TASK PROMPT –
Take the line that contains "point: horse's ear" and all lines after it, up to and including the last line of the data, and write them out exactly; nothing else belongs in the answer.

+--

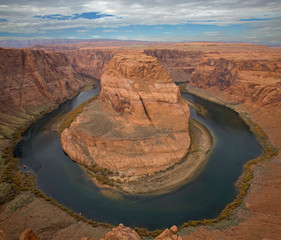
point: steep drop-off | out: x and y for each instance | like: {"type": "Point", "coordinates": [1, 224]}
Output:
{"type": "Point", "coordinates": [90, 61]}
{"type": "Point", "coordinates": [178, 63]}
{"type": "Point", "coordinates": [31, 82]}
{"type": "Point", "coordinates": [139, 125]}
{"type": "Point", "coordinates": [253, 78]}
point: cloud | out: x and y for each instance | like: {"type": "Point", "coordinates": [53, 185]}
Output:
{"type": "Point", "coordinates": [41, 17]}
{"type": "Point", "coordinates": [85, 15]}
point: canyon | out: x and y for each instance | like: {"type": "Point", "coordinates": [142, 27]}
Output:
{"type": "Point", "coordinates": [245, 77]}
{"type": "Point", "coordinates": [138, 126]}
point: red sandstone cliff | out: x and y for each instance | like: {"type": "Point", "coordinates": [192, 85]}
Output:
{"type": "Point", "coordinates": [139, 125]}
{"type": "Point", "coordinates": [254, 78]}
{"type": "Point", "coordinates": [31, 82]}
{"type": "Point", "coordinates": [178, 63]}
{"type": "Point", "coordinates": [30, 78]}
{"type": "Point", "coordinates": [90, 61]}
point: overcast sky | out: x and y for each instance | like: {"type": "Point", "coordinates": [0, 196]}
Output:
{"type": "Point", "coordinates": [152, 20]}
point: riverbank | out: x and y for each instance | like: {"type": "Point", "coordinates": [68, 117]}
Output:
{"type": "Point", "coordinates": [172, 178]}
{"type": "Point", "coordinates": [22, 205]}
{"type": "Point", "coordinates": [255, 211]}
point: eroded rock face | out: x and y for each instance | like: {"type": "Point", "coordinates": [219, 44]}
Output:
{"type": "Point", "coordinates": [28, 234]}
{"type": "Point", "coordinates": [248, 78]}
{"type": "Point", "coordinates": [121, 232]}
{"type": "Point", "coordinates": [32, 78]}
{"type": "Point", "coordinates": [139, 125]}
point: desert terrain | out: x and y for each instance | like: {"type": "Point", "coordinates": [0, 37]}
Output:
{"type": "Point", "coordinates": [244, 77]}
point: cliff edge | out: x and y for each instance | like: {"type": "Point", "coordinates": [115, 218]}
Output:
{"type": "Point", "coordinates": [139, 125]}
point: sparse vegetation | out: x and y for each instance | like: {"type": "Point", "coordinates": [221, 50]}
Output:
{"type": "Point", "coordinates": [16, 184]}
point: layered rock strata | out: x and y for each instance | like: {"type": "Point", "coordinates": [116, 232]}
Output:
{"type": "Point", "coordinates": [139, 125]}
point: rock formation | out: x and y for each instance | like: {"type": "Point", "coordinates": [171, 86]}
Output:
{"type": "Point", "coordinates": [121, 232]}
{"type": "Point", "coordinates": [90, 61]}
{"type": "Point", "coordinates": [3, 235]}
{"type": "Point", "coordinates": [253, 78]}
{"type": "Point", "coordinates": [30, 78]}
{"type": "Point", "coordinates": [169, 234]}
{"type": "Point", "coordinates": [139, 125]}
{"type": "Point", "coordinates": [178, 63]}
{"type": "Point", "coordinates": [28, 234]}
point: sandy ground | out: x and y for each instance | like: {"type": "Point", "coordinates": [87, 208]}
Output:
{"type": "Point", "coordinates": [178, 174]}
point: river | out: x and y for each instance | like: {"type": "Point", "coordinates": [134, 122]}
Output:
{"type": "Point", "coordinates": [204, 197]}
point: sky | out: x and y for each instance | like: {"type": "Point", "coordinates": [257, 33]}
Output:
{"type": "Point", "coordinates": [149, 20]}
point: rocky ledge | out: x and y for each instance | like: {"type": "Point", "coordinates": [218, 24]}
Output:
{"type": "Point", "coordinates": [139, 125]}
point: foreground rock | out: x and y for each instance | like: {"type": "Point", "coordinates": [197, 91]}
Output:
{"type": "Point", "coordinates": [139, 125]}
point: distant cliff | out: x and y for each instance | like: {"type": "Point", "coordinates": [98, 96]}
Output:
{"type": "Point", "coordinates": [252, 78]}
{"type": "Point", "coordinates": [32, 81]}
{"type": "Point", "coordinates": [90, 61]}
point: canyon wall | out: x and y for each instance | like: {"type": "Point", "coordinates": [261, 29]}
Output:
{"type": "Point", "coordinates": [178, 63]}
{"type": "Point", "coordinates": [254, 78]}
{"type": "Point", "coordinates": [32, 81]}
{"type": "Point", "coordinates": [139, 125]}
{"type": "Point", "coordinates": [90, 61]}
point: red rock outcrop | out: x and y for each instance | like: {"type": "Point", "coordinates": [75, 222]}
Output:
{"type": "Point", "coordinates": [30, 78]}
{"type": "Point", "coordinates": [180, 64]}
{"type": "Point", "coordinates": [139, 125]}
{"type": "Point", "coordinates": [2, 235]}
{"type": "Point", "coordinates": [253, 78]}
{"type": "Point", "coordinates": [90, 61]}
{"type": "Point", "coordinates": [28, 234]}
{"type": "Point", "coordinates": [121, 232]}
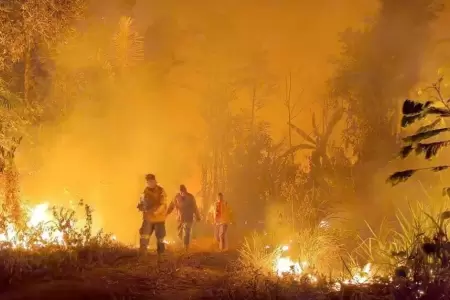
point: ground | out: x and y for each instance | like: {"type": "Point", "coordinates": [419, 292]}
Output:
{"type": "Point", "coordinates": [194, 275]}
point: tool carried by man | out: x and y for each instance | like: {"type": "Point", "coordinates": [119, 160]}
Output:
{"type": "Point", "coordinates": [186, 208]}
{"type": "Point", "coordinates": [153, 206]}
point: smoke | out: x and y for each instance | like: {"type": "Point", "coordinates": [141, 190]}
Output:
{"type": "Point", "coordinates": [119, 123]}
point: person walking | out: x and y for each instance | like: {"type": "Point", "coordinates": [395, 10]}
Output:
{"type": "Point", "coordinates": [186, 208]}
{"type": "Point", "coordinates": [221, 216]}
{"type": "Point", "coordinates": [153, 206]}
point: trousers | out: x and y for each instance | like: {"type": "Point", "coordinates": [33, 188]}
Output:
{"type": "Point", "coordinates": [184, 232]}
{"type": "Point", "coordinates": [220, 233]}
{"type": "Point", "coordinates": [146, 231]}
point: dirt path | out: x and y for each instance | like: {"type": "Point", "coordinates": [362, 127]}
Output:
{"type": "Point", "coordinates": [178, 276]}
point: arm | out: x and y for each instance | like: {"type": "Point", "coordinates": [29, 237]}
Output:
{"type": "Point", "coordinates": [140, 205]}
{"type": "Point", "coordinates": [163, 206]}
{"type": "Point", "coordinates": [196, 212]}
{"type": "Point", "coordinates": [171, 206]}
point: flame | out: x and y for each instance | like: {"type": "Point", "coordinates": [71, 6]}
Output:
{"type": "Point", "coordinates": [362, 276]}
{"type": "Point", "coordinates": [38, 218]}
{"type": "Point", "coordinates": [38, 215]}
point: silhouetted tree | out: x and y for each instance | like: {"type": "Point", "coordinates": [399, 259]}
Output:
{"type": "Point", "coordinates": [436, 110]}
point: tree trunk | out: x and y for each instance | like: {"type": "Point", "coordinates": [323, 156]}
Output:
{"type": "Point", "coordinates": [27, 72]}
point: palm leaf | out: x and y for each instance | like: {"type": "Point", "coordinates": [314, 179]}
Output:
{"type": "Point", "coordinates": [128, 44]}
{"type": "Point", "coordinates": [424, 135]}
{"type": "Point", "coordinates": [303, 134]}
{"type": "Point", "coordinates": [411, 107]}
{"type": "Point", "coordinates": [410, 119]}
{"type": "Point", "coordinates": [406, 150]}
{"type": "Point", "coordinates": [296, 148]}
{"type": "Point", "coordinates": [429, 127]}
{"type": "Point", "coordinates": [335, 118]}
{"type": "Point", "coordinates": [431, 149]}
{"type": "Point", "coordinates": [401, 176]}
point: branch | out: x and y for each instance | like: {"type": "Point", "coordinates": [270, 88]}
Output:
{"type": "Point", "coordinates": [402, 176]}
{"type": "Point", "coordinates": [302, 133]}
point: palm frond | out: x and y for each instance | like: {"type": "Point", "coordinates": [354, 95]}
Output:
{"type": "Point", "coordinates": [335, 118]}
{"type": "Point", "coordinates": [303, 134]}
{"type": "Point", "coordinates": [401, 176]}
{"type": "Point", "coordinates": [128, 44]}
{"type": "Point", "coordinates": [429, 126]}
{"type": "Point", "coordinates": [424, 135]}
{"type": "Point", "coordinates": [406, 150]}
{"type": "Point", "coordinates": [296, 148]}
{"type": "Point", "coordinates": [411, 107]}
{"type": "Point", "coordinates": [431, 149]}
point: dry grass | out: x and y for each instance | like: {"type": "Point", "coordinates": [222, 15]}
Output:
{"type": "Point", "coordinates": [254, 255]}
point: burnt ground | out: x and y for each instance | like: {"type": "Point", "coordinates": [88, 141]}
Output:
{"type": "Point", "coordinates": [195, 275]}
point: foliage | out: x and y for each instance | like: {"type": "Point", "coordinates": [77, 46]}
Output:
{"type": "Point", "coordinates": [414, 111]}
{"type": "Point", "coordinates": [359, 84]}
{"type": "Point", "coordinates": [256, 256]}
{"type": "Point", "coordinates": [416, 248]}
{"type": "Point", "coordinates": [31, 22]}
{"type": "Point", "coordinates": [62, 231]}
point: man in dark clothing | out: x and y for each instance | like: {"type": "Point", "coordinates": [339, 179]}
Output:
{"type": "Point", "coordinates": [153, 206]}
{"type": "Point", "coordinates": [186, 208]}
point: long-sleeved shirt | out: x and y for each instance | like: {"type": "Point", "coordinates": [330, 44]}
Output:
{"type": "Point", "coordinates": [220, 213]}
{"type": "Point", "coordinates": [185, 206]}
{"type": "Point", "coordinates": [153, 204]}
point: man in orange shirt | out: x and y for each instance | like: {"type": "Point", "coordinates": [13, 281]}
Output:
{"type": "Point", "coordinates": [186, 208]}
{"type": "Point", "coordinates": [221, 216]}
{"type": "Point", "coordinates": [153, 207]}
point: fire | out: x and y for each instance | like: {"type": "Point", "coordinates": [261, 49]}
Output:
{"type": "Point", "coordinates": [40, 230]}
{"type": "Point", "coordinates": [362, 276]}
{"type": "Point", "coordinates": [284, 265]}
{"type": "Point", "coordinates": [38, 216]}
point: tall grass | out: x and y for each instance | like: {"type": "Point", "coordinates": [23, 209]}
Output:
{"type": "Point", "coordinates": [417, 243]}
{"type": "Point", "coordinates": [257, 255]}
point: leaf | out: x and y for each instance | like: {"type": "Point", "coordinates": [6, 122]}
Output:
{"type": "Point", "coordinates": [446, 191]}
{"type": "Point", "coordinates": [431, 149]}
{"type": "Point", "coordinates": [439, 168]}
{"type": "Point", "coordinates": [401, 176]}
{"type": "Point", "coordinates": [408, 120]}
{"type": "Point", "coordinates": [424, 135]}
{"type": "Point", "coordinates": [411, 107]}
{"type": "Point", "coordinates": [301, 133]}
{"type": "Point", "coordinates": [406, 151]}
{"type": "Point", "coordinates": [429, 126]}
{"type": "Point", "coordinates": [335, 118]}
{"type": "Point", "coordinates": [299, 147]}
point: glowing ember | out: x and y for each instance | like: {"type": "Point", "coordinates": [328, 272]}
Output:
{"type": "Point", "coordinates": [38, 216]}
{"type": "Point", "coordinates": [361, 277]}
{"type": "Point", "coordinates": [285, 265]}
{"type": "Point", "coordinates": [39, 232]}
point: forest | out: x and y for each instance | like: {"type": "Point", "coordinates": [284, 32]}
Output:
{"type": "Point", "coordinates": [326, 133]}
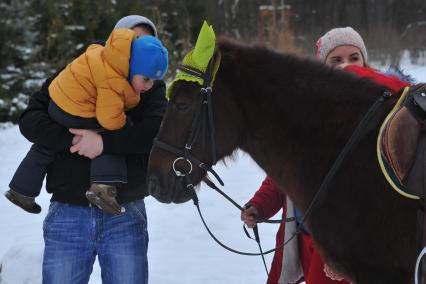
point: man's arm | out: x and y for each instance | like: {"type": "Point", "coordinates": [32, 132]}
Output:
{"type": "Point", "coordinates": [37, 126]}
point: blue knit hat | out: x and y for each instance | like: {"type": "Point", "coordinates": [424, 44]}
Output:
{"type": "Point", "coordinates": [148, 57]}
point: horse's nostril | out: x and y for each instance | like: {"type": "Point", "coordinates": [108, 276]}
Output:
{"type": "Point", "coordinates": [152, 184]}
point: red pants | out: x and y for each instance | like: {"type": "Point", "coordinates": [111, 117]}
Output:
{"type": "Point", "coordinates": [312, 264]}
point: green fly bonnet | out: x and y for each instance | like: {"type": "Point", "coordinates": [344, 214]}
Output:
{"type": "Point", "coordinates": [195, 64]}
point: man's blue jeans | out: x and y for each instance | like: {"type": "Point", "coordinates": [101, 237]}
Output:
{"type": "Point", "coordinates": [74, 235]}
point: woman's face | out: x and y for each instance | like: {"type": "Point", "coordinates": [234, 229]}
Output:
{"type": "Point", "coordinates": [345, 55]}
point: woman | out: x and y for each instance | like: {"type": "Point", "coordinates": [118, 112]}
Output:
{"type": "Point", "coordinates": [341, 48]}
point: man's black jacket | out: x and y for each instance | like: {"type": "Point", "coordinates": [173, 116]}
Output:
{"type": "Point", "coordinates": [69, 175]}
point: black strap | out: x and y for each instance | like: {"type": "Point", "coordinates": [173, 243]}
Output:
{"type": "Point", "coordinates": [352, 142]}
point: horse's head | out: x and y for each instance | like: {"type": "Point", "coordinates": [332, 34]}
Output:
{"type": "Point", "coordinates": [193, 135]}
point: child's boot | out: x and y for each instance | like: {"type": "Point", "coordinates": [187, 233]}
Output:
{"type": "Point", "coordinates": [25, 202]}
{"type": "Point", "coordinates": [104, 196]}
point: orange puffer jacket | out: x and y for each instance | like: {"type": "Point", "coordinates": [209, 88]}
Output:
{"type": "Point", "coordinates": [95, 84]}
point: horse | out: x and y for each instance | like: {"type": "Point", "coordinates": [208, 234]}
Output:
{"type": "Point", "coordinates": [293, 116]}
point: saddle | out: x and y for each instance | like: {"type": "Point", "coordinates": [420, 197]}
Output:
{"type": "Point", "coordinates": [402, 143]}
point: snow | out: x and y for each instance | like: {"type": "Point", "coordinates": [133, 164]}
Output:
{"type": "Point", "coordinates": [180, 249]}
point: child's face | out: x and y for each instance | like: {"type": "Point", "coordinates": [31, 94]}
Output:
{"type": "Point", "coordinates": [141, 83]}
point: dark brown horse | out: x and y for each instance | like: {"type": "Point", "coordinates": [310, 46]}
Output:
{"type": "Point", "coordinates": [294, 116]}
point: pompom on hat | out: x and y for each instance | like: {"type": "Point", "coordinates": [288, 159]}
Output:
{"type": "Point", "coordinates": [132, 21]}
{"type": "Point", "coordinates": [337, 37]}
{"type": "Point", "coordinates": [148, 57]}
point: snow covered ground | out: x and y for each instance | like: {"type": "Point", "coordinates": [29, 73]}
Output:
{"type": "Point", "coordinates": [180, 250]}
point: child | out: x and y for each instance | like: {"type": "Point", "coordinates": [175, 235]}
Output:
{"type": "Point", "coordinates": [93, 92]}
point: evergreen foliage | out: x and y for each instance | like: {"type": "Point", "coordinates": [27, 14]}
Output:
{"type": "Point", "coordinates": [39, 36]}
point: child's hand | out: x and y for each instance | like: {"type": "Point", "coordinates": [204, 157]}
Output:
{"type": "Point", "coordinates": [90, 144]}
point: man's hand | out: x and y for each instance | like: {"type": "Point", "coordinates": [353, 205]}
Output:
{"type": "Point", "coordinates": [90, 145]}
{"type": "Point", "coordinates": [249, 216]}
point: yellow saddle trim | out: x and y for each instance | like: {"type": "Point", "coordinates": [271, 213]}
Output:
{"type": "Point", "coordinates": [385, 171]}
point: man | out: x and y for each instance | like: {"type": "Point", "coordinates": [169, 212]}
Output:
{"type": "Point", "coordinates": [74, 231]}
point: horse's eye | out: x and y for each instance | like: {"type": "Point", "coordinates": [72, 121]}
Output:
{"type": "Point", "coordinates": [181, 106]}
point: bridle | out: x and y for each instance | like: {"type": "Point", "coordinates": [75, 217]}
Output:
{"type": "Point", "coordinates": [205, 115]}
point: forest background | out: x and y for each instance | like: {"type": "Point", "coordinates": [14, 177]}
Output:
{"type": "Point", "coordinates": [37, 37]}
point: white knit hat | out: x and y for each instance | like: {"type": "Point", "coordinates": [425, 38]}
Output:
{"type": "Point", "coordinates": [133, 20]}
{"type": "Point", "coordinates": [337, 37]}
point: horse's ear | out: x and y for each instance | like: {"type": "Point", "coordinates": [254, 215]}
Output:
{"type": "Point", "coordinates": [205, 46]}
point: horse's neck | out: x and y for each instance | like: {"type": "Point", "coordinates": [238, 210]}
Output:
{"type": "Point", "coordinates": [294, 129]}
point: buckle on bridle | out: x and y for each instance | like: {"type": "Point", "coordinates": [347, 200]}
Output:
{"type": "Point", "coordinates": [179, 173]}
{"type": "Point", "coordinates": [206, 90]}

+--

PROBLEM SOLUTION –
point: horse's ear | out: x and y for each instance | like: {"type": "Point", "coordinates": [254, 215]}
Output:
{"type": "Point", "coordinates": [205, 46]}
point: horse's neck | out: x and y for each instance | like: {"type": "Point", "coordinates": [238, 210]}
Output:
{"type": "Point", "coordinates": [294, 129]}
point: buckle on bridle | out: x and y for each instance | like: {"type": "Point", "coordinates": [347, 200]}
Output:
{"type": "Point", "coordinates": [179, 173]}
{"type": "Point", "coordinates": [206, 90]}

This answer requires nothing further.